TASK PROMPT:
Copy out exactly the lines below that run from the one holding "of the reed" to the one holding "of the water", keeping both of those lines and no others.

Source data:
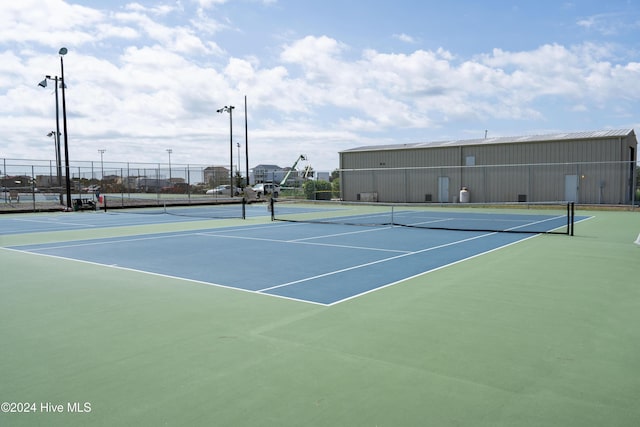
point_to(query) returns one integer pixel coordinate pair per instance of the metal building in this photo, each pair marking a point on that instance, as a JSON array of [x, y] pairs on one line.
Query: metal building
[[585, 167]]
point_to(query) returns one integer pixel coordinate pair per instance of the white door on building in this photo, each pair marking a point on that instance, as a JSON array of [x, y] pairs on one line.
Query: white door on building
[[571, 188], [443, 189]]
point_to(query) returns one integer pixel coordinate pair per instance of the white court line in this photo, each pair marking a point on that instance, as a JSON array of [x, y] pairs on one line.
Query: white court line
[[199, 282], [52, 222], [374, 262]]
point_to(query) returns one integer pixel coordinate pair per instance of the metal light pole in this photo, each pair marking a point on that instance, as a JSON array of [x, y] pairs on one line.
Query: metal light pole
[[101, 151], [246, 140], [169, 150], [229, 109], [62, 52], [57, 133], [238, 145]]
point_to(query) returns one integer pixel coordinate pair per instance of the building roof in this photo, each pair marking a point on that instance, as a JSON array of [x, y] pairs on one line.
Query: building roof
[[500, 140]]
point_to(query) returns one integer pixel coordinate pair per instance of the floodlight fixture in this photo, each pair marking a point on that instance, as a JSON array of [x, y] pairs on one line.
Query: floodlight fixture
[[229, 109]]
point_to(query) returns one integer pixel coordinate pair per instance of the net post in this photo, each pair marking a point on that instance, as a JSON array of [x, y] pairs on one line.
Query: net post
[[572, 217]]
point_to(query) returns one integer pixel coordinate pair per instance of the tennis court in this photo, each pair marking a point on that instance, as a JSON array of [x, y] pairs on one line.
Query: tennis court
[[182, 320]]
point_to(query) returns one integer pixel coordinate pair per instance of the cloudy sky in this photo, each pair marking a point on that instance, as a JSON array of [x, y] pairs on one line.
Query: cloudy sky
[[319, 76]]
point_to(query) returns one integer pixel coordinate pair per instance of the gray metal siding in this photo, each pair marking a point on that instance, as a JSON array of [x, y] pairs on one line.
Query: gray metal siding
[[411, 173]]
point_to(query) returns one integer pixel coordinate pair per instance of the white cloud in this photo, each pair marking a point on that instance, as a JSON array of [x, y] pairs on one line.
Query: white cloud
[[138, 84], [404, 38]]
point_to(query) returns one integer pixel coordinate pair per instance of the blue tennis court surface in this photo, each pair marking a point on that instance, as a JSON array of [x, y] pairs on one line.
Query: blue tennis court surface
[[316, 263], [20, 224]]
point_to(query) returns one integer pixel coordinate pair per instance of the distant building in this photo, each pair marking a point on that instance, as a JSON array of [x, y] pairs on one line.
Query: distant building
[[216, 175], [268, 173], [584, 167]]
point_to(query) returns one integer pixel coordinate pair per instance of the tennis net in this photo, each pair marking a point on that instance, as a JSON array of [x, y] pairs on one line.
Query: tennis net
[[198, 207], [547, 218]]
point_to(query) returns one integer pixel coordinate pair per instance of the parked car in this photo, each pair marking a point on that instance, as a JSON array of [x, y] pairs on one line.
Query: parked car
[[223, 190], [266, 189], [91, 189]]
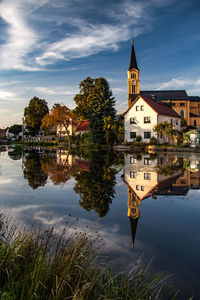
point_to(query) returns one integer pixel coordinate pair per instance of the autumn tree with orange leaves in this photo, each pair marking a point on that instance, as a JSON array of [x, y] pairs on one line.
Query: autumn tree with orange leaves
[[59, 116]]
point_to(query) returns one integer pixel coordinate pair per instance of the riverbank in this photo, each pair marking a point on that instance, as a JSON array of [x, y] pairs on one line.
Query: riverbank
[[43, 265]]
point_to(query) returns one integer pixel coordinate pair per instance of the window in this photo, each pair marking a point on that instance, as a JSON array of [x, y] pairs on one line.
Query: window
[[132, 121], [132, 135], [147, 176], [147, 135], [133, 174], [182, 113], [147, 119], [147, 161], [133, 160]]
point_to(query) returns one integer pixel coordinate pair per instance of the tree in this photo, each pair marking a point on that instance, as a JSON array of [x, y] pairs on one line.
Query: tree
[[15, 129], [60, 116], [34, 113], [94, 103]]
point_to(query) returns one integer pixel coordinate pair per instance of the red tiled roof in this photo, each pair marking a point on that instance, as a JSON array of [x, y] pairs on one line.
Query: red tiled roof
[[83, 127], [160, 108]]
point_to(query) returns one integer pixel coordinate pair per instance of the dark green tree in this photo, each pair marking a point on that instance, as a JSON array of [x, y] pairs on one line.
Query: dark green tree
[[34, 114], [95, 103], [15, 129], [96, 187]]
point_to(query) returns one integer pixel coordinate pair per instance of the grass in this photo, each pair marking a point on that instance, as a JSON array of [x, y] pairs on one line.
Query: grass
[[43, 265]]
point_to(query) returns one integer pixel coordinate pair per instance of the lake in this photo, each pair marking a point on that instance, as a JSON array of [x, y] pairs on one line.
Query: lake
[[142, 205]]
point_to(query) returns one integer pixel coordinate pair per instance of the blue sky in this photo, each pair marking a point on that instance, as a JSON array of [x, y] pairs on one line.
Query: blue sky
[[47, 47]]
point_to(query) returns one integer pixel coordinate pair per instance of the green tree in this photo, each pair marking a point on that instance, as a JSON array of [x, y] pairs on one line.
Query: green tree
[[34, 113], [94, 103], [15, 129], [59, 117], [166, 129]]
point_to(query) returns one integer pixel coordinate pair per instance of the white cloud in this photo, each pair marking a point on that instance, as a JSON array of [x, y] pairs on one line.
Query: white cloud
[[21, 38], [56, 91], [129, 18], [7, 95], [180, 83], [92, 39]]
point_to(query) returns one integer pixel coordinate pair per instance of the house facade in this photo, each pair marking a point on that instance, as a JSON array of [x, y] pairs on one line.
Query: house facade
[[143, 115], [149, 108]]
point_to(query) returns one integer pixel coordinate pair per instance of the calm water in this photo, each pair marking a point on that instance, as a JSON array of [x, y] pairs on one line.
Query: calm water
[[140, 204]]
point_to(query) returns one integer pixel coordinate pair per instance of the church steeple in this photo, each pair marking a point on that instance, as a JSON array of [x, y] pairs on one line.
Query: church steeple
[[133, 60], [133, 78]]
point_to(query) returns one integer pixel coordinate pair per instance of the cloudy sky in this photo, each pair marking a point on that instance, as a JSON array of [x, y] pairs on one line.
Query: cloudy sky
[[47, 47]]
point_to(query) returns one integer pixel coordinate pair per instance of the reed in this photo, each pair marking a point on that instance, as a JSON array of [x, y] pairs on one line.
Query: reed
[[37, 264]]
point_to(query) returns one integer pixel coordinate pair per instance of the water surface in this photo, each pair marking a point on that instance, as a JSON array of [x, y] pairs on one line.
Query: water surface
[[138, 203]]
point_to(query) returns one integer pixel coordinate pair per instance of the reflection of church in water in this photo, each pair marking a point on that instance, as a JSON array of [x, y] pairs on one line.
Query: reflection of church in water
[[147, 176]]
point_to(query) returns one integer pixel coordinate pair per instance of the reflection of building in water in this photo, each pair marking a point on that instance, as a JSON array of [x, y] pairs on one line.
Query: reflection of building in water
[[142, 176], [64, 158]]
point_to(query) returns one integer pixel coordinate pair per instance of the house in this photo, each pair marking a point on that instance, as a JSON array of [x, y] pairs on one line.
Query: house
[[83, 127], [149, 108], [143, 114]]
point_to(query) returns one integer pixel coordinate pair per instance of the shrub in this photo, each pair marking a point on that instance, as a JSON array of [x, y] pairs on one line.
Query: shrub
[[45, 266]]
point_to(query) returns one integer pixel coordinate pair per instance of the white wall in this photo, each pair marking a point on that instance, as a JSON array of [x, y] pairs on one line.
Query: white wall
[[140, 127]]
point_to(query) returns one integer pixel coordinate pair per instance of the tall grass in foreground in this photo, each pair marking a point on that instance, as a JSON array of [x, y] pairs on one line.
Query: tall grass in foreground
[[41, 265]]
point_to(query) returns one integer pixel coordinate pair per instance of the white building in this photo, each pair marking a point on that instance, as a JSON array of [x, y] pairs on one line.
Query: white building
[[143, 114]]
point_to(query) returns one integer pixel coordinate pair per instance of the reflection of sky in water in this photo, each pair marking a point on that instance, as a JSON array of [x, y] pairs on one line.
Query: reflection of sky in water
[[168, 227]]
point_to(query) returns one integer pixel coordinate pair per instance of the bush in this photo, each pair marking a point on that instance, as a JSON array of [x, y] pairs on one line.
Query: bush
[[45, 266], [138, 138], [153, 141]]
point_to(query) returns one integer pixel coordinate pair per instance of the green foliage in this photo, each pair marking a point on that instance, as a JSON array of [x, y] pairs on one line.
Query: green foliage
[[45, 266], [94, 103], [166, 129], [15, 129], [153, 141], [34, 114]]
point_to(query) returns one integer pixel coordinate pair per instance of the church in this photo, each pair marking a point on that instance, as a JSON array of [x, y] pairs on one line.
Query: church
[[149, 108]]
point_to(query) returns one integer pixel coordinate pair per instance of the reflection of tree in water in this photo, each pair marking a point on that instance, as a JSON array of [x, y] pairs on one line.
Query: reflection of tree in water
[[96, 186], [33, 171], [15, 153], [58, 173]]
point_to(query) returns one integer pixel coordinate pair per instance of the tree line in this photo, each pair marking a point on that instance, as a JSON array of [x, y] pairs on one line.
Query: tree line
[[94, 102]]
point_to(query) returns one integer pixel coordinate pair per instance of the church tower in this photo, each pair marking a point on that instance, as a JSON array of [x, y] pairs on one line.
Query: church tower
[[133, 78]]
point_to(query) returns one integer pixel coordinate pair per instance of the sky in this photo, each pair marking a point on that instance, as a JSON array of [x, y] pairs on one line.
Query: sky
[[47, 47]]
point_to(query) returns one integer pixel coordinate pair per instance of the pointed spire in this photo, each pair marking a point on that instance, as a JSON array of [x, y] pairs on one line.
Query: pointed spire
[[133, 61], [133, 223]]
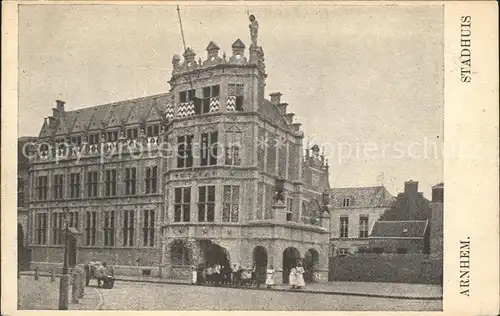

REPLY:
point_to(query) returns one integer pixel coordinate pair per instance of the reed in this photo, each pair marking a point on that instance, as a JSON array of [x, y] pairs on one line.
Query: reed
[[37, 264]]
point_to(query) returns one integer pixel coordinate pair per instance of the water surface in this photo, each pair marking a point on that instance, as a JSON array of [x, y] pairs on one line.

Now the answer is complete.